§ RECORDS FOR PROCESSING
....................
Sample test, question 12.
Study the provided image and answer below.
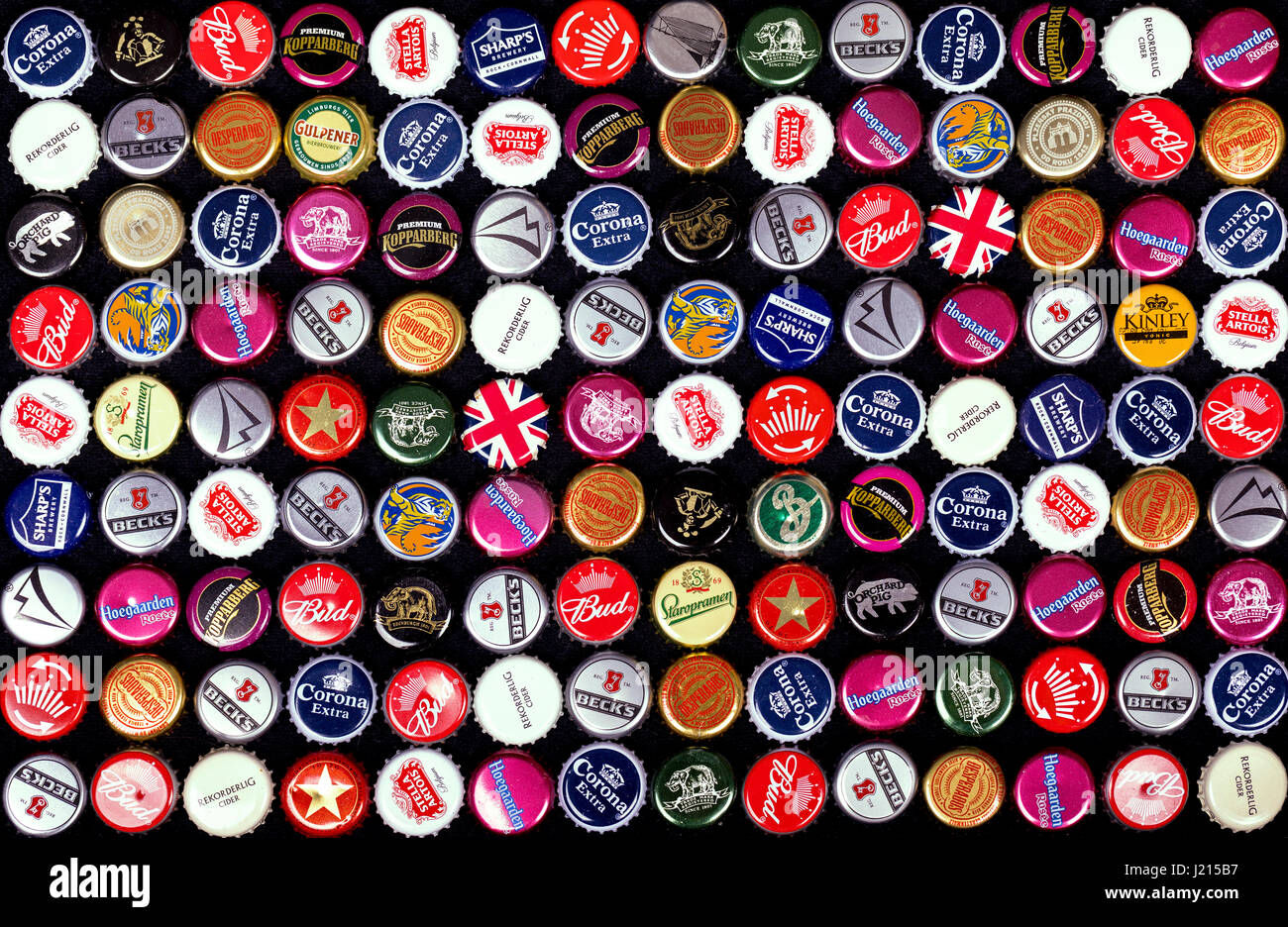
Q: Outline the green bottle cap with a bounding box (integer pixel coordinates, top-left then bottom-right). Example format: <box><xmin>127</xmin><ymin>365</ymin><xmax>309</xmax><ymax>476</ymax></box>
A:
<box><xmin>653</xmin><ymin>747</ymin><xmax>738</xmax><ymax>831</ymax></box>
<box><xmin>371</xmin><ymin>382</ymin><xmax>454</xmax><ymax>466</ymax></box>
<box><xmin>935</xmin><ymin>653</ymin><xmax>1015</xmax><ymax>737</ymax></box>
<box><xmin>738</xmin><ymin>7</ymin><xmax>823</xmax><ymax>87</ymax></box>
....................
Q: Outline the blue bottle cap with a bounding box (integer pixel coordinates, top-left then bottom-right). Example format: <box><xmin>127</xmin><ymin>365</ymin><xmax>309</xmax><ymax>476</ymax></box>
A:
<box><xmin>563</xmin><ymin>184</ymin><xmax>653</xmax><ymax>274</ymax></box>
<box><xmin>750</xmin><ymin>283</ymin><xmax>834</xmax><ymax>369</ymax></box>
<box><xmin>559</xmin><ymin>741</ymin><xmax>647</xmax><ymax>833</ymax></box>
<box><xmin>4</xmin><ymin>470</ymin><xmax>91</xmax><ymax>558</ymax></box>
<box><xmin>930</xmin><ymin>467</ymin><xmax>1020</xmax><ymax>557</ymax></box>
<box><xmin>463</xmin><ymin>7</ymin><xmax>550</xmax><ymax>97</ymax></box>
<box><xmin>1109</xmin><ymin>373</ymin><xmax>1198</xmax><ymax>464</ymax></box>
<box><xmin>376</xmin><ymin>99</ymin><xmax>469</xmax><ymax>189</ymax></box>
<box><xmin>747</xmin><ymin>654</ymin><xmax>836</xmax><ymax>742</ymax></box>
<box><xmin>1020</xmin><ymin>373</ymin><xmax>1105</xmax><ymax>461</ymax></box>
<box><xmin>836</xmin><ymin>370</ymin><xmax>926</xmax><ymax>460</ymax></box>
....................
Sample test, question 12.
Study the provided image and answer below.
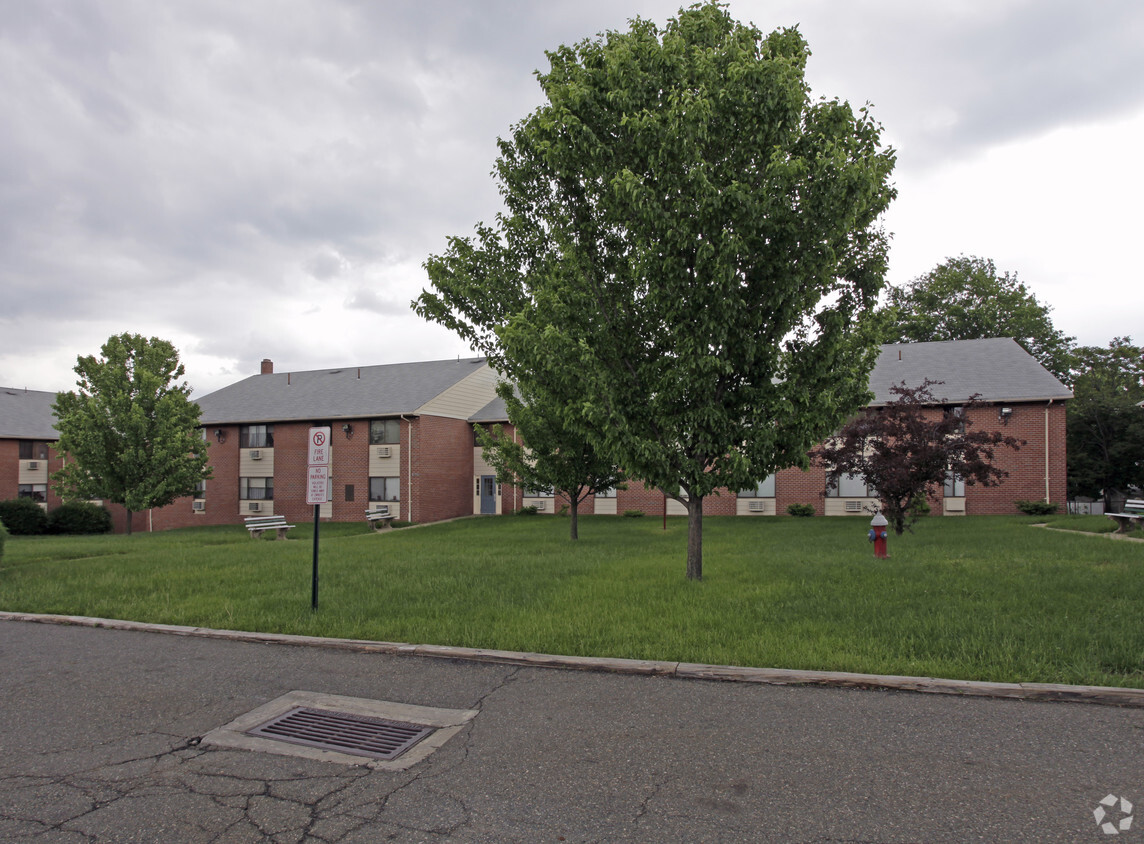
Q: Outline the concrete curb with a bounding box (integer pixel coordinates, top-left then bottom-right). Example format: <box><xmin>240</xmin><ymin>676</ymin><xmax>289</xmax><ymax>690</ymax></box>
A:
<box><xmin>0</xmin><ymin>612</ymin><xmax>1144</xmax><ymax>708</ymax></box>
....................
§ DIRECTIONS FOR THIS TASK
Count the lines of the listing above that contain the string "Example", matching case exactly, and reply with the number alone.

§ EXPECTED ANSWER
3